[DIRECTION]
Report every line in the material below that contains the string "shirt", counting only matches with the same case.

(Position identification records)
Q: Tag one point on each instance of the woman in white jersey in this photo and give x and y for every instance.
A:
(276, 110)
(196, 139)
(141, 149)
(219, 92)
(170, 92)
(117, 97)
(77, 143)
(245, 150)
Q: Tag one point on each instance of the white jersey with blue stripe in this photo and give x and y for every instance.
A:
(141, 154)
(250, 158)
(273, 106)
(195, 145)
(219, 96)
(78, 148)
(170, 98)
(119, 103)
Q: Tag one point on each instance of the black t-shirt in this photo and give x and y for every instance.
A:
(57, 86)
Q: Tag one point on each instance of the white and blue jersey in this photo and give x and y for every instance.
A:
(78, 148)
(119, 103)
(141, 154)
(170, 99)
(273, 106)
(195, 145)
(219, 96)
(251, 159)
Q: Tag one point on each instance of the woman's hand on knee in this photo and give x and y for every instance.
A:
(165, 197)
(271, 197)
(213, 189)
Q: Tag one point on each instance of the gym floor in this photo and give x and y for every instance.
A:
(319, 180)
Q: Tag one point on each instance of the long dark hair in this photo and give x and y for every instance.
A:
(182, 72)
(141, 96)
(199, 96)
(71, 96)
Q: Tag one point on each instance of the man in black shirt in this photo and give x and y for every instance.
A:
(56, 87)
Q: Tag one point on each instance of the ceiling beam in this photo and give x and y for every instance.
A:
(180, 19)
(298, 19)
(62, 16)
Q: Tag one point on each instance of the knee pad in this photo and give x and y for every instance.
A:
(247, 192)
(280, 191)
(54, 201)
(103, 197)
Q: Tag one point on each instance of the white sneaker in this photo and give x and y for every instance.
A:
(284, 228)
==
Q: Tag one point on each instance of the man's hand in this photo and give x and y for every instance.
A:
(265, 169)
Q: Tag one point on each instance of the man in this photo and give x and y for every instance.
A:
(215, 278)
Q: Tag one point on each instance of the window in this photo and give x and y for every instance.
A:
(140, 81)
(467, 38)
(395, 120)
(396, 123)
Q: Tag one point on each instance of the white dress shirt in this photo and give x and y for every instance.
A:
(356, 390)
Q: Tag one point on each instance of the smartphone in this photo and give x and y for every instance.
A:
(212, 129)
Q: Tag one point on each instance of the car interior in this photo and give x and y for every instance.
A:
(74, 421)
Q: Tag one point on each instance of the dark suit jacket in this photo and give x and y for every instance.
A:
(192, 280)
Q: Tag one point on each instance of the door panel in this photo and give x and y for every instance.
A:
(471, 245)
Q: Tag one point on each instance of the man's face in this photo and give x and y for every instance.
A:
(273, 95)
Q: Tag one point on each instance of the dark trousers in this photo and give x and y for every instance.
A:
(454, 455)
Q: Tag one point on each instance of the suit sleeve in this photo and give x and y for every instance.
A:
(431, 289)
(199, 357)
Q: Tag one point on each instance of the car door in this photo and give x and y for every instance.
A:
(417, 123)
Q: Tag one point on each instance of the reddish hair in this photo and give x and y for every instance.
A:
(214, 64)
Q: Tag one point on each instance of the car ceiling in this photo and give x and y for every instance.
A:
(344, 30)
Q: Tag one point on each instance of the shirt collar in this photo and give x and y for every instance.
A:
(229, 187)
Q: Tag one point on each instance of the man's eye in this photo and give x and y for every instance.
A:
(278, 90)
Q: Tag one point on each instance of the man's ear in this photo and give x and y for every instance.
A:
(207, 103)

[EXERCISE ANSWER]
Q: Tag one point on each instance of the black t-shirt in this photo and give x and y for every instance.
Q: Tag one point on each instance of the man in black shirt in this photo and give x and y for every instance.
Q: Tag one point on each instance of the white dress shirt in this photo and give x and y for every instance.
Q: Tag one point on each instance of the shirt collar in this photo and give x and y for every instance.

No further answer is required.